Philippine Supreme Court Jurisprudence


Philippine Supreme Court Jurisprudence > Year 1981 > August 1981 Decisions > G.R. No. L-50688 August 31, 1981 - PEOPLE OF THE PHIL. v. JAIME PINGKIAN, ET AL.:




PHILIPPINE SUPREME COURT DECISIONS

SECOND DIVISION

[G.R. No. L-50688. August 31, 1981.]

THE PEOPLE OF THE PHILIPPINES, Plaintiff-Appellee, v. JAIME PINGKIAN, Et Al., Accused, FELIX PINGKIAN, Defendant-Appellant.

Solicitor General Estelito P. Mendoza, Assistant Solicitor General Nathanael P. de Pano, Jr. and Solicitor Aurora Cortez-Jorge for Plaintiff-Appellee.

Cecilio L. Pepito Jr., for Defendant-Appellant.

SYNOPSIS


The victim was walking on the road leading to his residence at about 10:00 o’clock in the evening when he was stabbed to death. The sole eyewitness of she incident, Victorio Cena whose house stood next to that of the victim, testified that he saw appellant hiding behind a coconut tree, and the three other accused, whom he did not recognize, hiding behind the banana plants, awaiting the approach of the victim, and that he saw appellant come out in the open and stab the victim on the chest. Cena and his wife further testified that appellant went up their house with a bolo dripping with blood that dropped on their sleeping mat and threatened them not to make any move or say a word on the incident. In his bid for acquittal, appellant assailed the credibility of the testimony of Cena who was able to identify him but not the three other accused and claimed that he and his co-accused were in a dance that evening. The Circuit Criminal Court of Misamis Oriental convicted appellant of Murder and sentenced him to life imprisonment while the other accused were acquitted on ground of reasonable doubt.

On appeal, the Supreme Court ruled that: (a) the testimony of the eye-witness corroborated by that of his wife and by the mat spotted with blood, deserves full faith and credit; (b) that alibi as a defense is futile in the face of the accused having been positively identified as the culprit by a witness devoid of any motive to testify falsely and (c) the finding of the trial court on the relative credibility of the opposing witness will generally not be disturbed.

Appealed decision affirmed in toto.


SYLLABUS


1. REMEDIAL LAW; EVIDENCE; TESTIMONY OF WITNESS; CREDIBILITY; SHOWN BY CANDID ADMISSION OF NOT BEING ABLE TO RECOGNIZE APPELLANT’S COMPANIONS; CASE AT BAR. — Where the prosecution’s eye-witness, Victorio Cena, was not shown to have any improper motive to prompt him to testify falsely against appellant, and his testifying to the truth is shown by his candid admission of not being able to recognize appellant’s companions, the Supreme Court, contrary to appellant’s claim, finds, that Cena’s testimony deserves full faith and credit.

Dataset excerpt:

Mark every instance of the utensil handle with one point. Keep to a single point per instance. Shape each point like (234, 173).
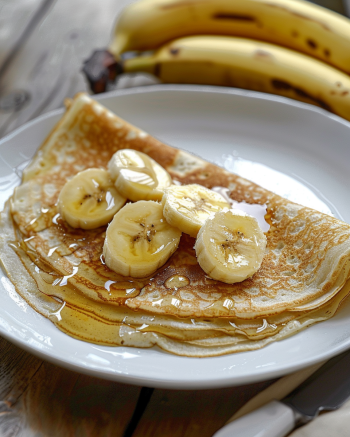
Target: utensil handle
(272, 420)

Requests:
1. In the Supreme Court decision on the Pingkian murder case, which court convicted the appellant of murder and sentenced him to life imprisonment?
2. Pick up the Supreme Court decision on the Pingkian murder case after its last sentence and write the next part.

Response list:
1. The Circuit Criminal Court of Misamis Oriental.

2.
2. ID.; ID.; ID.; ID.; APPELLANT’S THREATS AND THE CORPUS DELICTI ADDED POSITIVENESS TO IDENTIFICATION; CASE AT BAR. — Adding positiveness to appellant’s identification as the knife wielder is the testimony of Cena and his wife that appellant went up their house with a bolo dripping with blood that dropped on their sleeping mat spread on the floor and threatened them not to make any move or say a word on the incident. This fact alone, even without the eye-witness testimony of Cena that he actually saw appellant stab the deceased, would suffice to mark him as the culprit. The bolo dripping with fresh blood in his hand, and the victim lying prostrate nearby with wounds just inflicted, and with those words of threat he uttered, would unmistakably point to appellant as the knife-wielder.

3. ID.; ID.; ID.; ID.; PHYSICAL EVIDENCE AS FURTHER PROOF OF. — In further proof of appellant’s going up the house of the witness-spouses is the sleeping mat (Exhibit "G") which the police took the day following the incident. The mat was spotted with blood which the spouses said dropped from the blood-soaked bolo of appellant. This piece of evidence could not have been so swiftly manufactured, specially when human blood is made to form part of it. The veracity of the testimony of the spouses is therefore placed beyond doubt for it to be denied complete credence.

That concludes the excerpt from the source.